* begin ENTRIES SHOWN *

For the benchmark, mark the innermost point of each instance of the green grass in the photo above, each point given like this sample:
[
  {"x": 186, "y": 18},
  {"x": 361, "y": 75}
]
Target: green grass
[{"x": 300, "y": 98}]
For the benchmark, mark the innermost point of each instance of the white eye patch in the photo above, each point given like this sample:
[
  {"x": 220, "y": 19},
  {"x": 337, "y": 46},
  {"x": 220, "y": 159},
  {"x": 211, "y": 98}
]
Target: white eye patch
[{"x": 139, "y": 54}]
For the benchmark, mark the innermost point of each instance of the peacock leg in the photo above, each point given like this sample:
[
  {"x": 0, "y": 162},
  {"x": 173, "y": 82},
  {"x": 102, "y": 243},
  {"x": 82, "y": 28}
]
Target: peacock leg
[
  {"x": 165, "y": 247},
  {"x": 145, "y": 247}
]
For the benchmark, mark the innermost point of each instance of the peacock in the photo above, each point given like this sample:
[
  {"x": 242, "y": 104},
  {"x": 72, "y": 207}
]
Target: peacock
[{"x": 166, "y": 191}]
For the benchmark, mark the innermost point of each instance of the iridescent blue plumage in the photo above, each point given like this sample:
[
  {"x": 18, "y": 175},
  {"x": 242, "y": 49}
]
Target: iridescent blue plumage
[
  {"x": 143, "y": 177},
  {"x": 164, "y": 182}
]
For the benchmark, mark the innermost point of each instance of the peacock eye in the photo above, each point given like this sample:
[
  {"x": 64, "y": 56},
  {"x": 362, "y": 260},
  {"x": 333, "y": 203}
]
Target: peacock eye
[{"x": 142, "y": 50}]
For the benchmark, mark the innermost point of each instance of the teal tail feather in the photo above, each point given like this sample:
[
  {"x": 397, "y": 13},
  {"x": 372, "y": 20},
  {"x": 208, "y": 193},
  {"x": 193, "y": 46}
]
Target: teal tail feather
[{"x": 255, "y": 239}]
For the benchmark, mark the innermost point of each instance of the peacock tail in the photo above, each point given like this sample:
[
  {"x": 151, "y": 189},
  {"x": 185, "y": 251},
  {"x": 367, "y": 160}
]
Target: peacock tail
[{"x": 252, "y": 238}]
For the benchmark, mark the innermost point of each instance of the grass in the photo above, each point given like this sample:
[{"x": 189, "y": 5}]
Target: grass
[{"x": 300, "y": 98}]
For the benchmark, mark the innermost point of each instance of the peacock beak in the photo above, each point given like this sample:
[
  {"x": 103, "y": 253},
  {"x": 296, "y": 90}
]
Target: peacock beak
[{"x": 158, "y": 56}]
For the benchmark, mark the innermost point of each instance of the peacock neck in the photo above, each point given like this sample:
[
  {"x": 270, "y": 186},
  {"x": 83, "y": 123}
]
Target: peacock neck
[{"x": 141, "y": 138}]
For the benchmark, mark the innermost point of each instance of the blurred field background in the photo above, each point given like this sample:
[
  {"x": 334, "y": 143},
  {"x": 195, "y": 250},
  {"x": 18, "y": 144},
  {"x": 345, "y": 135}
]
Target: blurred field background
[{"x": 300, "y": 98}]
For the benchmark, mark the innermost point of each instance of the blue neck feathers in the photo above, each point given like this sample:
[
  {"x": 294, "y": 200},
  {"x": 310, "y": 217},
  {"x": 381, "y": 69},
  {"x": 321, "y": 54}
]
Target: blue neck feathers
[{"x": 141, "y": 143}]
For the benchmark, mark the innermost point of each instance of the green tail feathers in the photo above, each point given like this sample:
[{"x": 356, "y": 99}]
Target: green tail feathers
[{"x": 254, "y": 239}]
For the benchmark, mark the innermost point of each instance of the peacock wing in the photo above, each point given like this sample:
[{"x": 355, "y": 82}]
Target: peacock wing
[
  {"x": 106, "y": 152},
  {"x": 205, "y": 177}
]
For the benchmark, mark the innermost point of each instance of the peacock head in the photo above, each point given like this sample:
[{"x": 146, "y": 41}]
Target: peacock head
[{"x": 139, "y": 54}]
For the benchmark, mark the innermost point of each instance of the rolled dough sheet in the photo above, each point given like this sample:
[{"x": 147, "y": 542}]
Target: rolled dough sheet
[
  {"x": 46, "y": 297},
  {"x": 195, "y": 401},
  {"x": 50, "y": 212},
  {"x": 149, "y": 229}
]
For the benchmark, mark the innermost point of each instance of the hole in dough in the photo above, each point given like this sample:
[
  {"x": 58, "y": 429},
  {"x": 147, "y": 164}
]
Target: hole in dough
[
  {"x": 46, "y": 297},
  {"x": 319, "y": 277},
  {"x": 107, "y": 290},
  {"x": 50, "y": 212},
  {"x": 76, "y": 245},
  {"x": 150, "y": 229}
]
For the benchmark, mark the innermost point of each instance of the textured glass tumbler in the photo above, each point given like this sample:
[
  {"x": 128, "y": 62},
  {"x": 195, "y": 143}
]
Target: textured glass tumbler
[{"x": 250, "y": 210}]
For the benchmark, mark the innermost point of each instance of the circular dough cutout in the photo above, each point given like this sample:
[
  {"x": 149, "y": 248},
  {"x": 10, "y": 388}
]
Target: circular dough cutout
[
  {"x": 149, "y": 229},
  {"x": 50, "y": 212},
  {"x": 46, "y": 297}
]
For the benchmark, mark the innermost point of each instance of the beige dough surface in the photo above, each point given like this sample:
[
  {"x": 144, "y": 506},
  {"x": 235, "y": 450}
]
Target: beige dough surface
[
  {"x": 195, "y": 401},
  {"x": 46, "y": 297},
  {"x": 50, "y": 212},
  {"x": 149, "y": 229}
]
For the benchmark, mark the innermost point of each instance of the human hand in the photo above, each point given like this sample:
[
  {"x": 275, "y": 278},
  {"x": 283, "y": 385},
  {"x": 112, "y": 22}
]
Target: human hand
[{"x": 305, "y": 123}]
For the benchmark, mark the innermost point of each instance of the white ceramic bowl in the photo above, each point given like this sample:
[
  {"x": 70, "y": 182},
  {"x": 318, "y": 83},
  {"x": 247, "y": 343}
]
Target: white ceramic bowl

* end ENTRIES SHOWN *

EXERCISE DETAILS:
Starting at the line that contains "of the beige", print every line through the end of the listing, word for word. Leave out all the rest.

RESULT FOR THIS EXERCISE:
For the benchmark, mark the innermost point of each instance of the beige dough surface in the photo above, each point given like this sample:
[
  {"x": 144, "y": 506},
  {"x": 235, "y": 450}
]
Target: beige dough surface
[
  {"x": 195, "y": 401},
  {"x": 46, "y": 297},
  {"x": 50, "y": 212},
  {"x": 149, "y": 229}
]
For the benchmark, mark the innermost point of each instance of the human hand in the photo above, each point given like this sample:
[
  {"x": 275, "y": 278},
  {"x": 283, "y": 385},
  {"x": 112, "y": 22}
]
Target: human hand
[{"x": 305, "y": 123}]
For the benchmark, mark the innermost point of each instance of the white ceramic bowl in the photo above, each point given like this sample:
[
  {"x": 70, "y": 182},
  {"x": 318, "y": 83},
  {"x": 247, "y": 343}
]
Target: white ceramic bowl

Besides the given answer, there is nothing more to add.